Bounding box annotation entries:
-=-=-=-=-

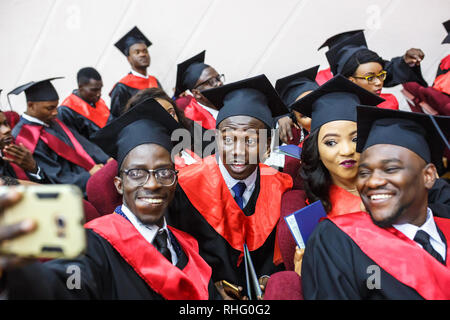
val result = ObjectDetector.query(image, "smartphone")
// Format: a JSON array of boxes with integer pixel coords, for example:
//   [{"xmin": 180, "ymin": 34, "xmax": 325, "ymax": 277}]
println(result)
[
  {"xmin": 222, "ymin": 280, "xmax": 242, "ymax": 300},
  {"xmin": 0, "ymin": 185, "xmax": 86, "ymax": 259}
]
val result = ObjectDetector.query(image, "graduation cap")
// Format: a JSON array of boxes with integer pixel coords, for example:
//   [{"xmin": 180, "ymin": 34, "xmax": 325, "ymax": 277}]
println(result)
[
  {"xmin": 8, "ymin": 77, "xmax": 64, "ymax": 101},
  {"xmin": 442, "ymin": 20, "xmax": 450, "ymax": 44},
  {"xmin": 275, "ymin": 65, "xmax": 319, "ymax": 106},
  {"xmin": 175, "ymin": 50, "xmax": 209, "ymax": 97},
  {"xmin": 325, "ymin": 31, "xmax": 368, "ymax": 75},
  {"xmin": 290, "ymin": 75, "xmax": 384, "ymax": 131},
  {"xmin": 356, "ymin": 106, "xmax": 450, "ymax": 163},
  {"xmin": 317, "ymin": 29, "xmax": 364, "ymax": 51},
  {"xmin": 114, "ymin": 27, "xmax": 152, "ymax": 57},
  {"xmin": 91, "ymin": 99, "xmax": 180, "ymax": 169},
  {"xmin": 202, "ymin": 74, "xmax": 289, "ymax": 128}
]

-=-=-=-=-

Aim:
Copy out every line of the data above that contains the word "result".

Output:
val result = ObjectDetector.query(image, "smartphone")
println(result)
val result = ObjectDetector.query(image, "graduation cap")
println(result)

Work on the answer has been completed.